- Born: 8 March 1977 (age 49) Aberdeen, Scotland
- Education: University of Aberdeen, MA History of Art, 1998
- Occupation: Actress
- Years active: 1990–present
- Notable work: Call the Midwife
- Height: 157 cm (5 ft 2 in)
- Partner: Stephen McGlynn (2012-2017)
- Parents: Robert Main (father); Lorna (mother);
- Relatives: Rona (sister) Julia (sister)

= Laura Main =

British actress (born 1977)

Laura Main (born 8 March 1977) is a Scottish actress known for her role as Sister Bernadette and, later, Nurse Shelagh Turner in the BBC One drama series Call the Midwife.

== Early life and education ==
Laura Main was born in Aberdeen in 1977. Her father, Robert, was a fish merchant and her mother, Lorna, was a primary school teacher turned housewife. She has two older sisters, a niece, and two nephews.

Laura Main went to school at the Hazlehead Academy and took dance lessons at the Danscentre in Aberdeen. She then studied history at the University of Aberdeen, gaining an MA History of Art in 1998 before starting drama school at the Webber Douglas Academy of Dramatic Art in London.

==Career==

Main started performing in musical theatre at the age of 13 when she landed the role of Annie with Phoenix Youth Theatre. At age 15 she debuted in the role of Louisa von Trapp in a stage production of The Sound of Music. At university she performed as part of the musical society Treading the Boards in Aberdeen. She has performed on stage in several productions with the Royal Shakespeare Company. In 2011 she appeared in the Stephen Sondheim musical Company.

In 2011 she was cast as Sister Bernadette in the hit BBC series Call the Midwife. Main features as a soloist in several tracks on the Call the Midwife album released in February 2013. In November 2015 Main won the Children in Need Strictly Come Dancing special with dancer Brendan Cole.

GIVEN TASK
Extend the Laura Main article above, starting right after its last sentence.

RECORDS SHOWN
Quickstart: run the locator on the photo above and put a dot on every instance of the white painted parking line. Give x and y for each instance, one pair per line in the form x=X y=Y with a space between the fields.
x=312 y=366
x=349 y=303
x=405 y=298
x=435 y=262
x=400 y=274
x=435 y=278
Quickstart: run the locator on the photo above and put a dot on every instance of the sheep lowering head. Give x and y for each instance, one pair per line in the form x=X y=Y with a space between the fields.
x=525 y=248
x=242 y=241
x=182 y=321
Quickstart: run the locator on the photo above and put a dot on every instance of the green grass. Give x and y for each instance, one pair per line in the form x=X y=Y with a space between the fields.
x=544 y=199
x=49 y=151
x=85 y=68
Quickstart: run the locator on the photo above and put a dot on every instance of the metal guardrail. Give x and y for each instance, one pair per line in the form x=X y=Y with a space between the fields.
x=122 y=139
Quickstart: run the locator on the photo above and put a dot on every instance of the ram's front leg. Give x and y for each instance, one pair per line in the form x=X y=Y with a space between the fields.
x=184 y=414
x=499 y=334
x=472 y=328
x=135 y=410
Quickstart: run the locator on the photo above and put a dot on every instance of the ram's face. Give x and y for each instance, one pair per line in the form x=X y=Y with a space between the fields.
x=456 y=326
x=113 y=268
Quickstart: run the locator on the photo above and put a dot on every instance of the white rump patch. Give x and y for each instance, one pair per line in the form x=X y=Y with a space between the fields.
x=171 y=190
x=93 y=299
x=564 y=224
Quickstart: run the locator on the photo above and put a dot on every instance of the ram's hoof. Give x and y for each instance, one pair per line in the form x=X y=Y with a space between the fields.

RESULT OF THIS EXERCISE
In 2017, Main was cast in the lead role of Princess Fiona, in the second UK tour of Shrek The Musical. Main shared the role with The X Factor contestant Amelia Lily. Main's first performance was on 12 December 2017, at the Edinburgh Playhouse.

From January 2023, Main starred as M'lynn in a production of Steel Magnolias at the Richmond Theatre, London. Main appeared alongside Lucy Speed, Diana Vickers, Caroline Harker and Elizabeth Ayodele. The production, going on to tour the UK, was rated 2/5 stars by What's on Stage.

In February 2024, Main was scheduled to star in Chris Chibnall’s new play, One Last Push, at Salisbury Playhouse.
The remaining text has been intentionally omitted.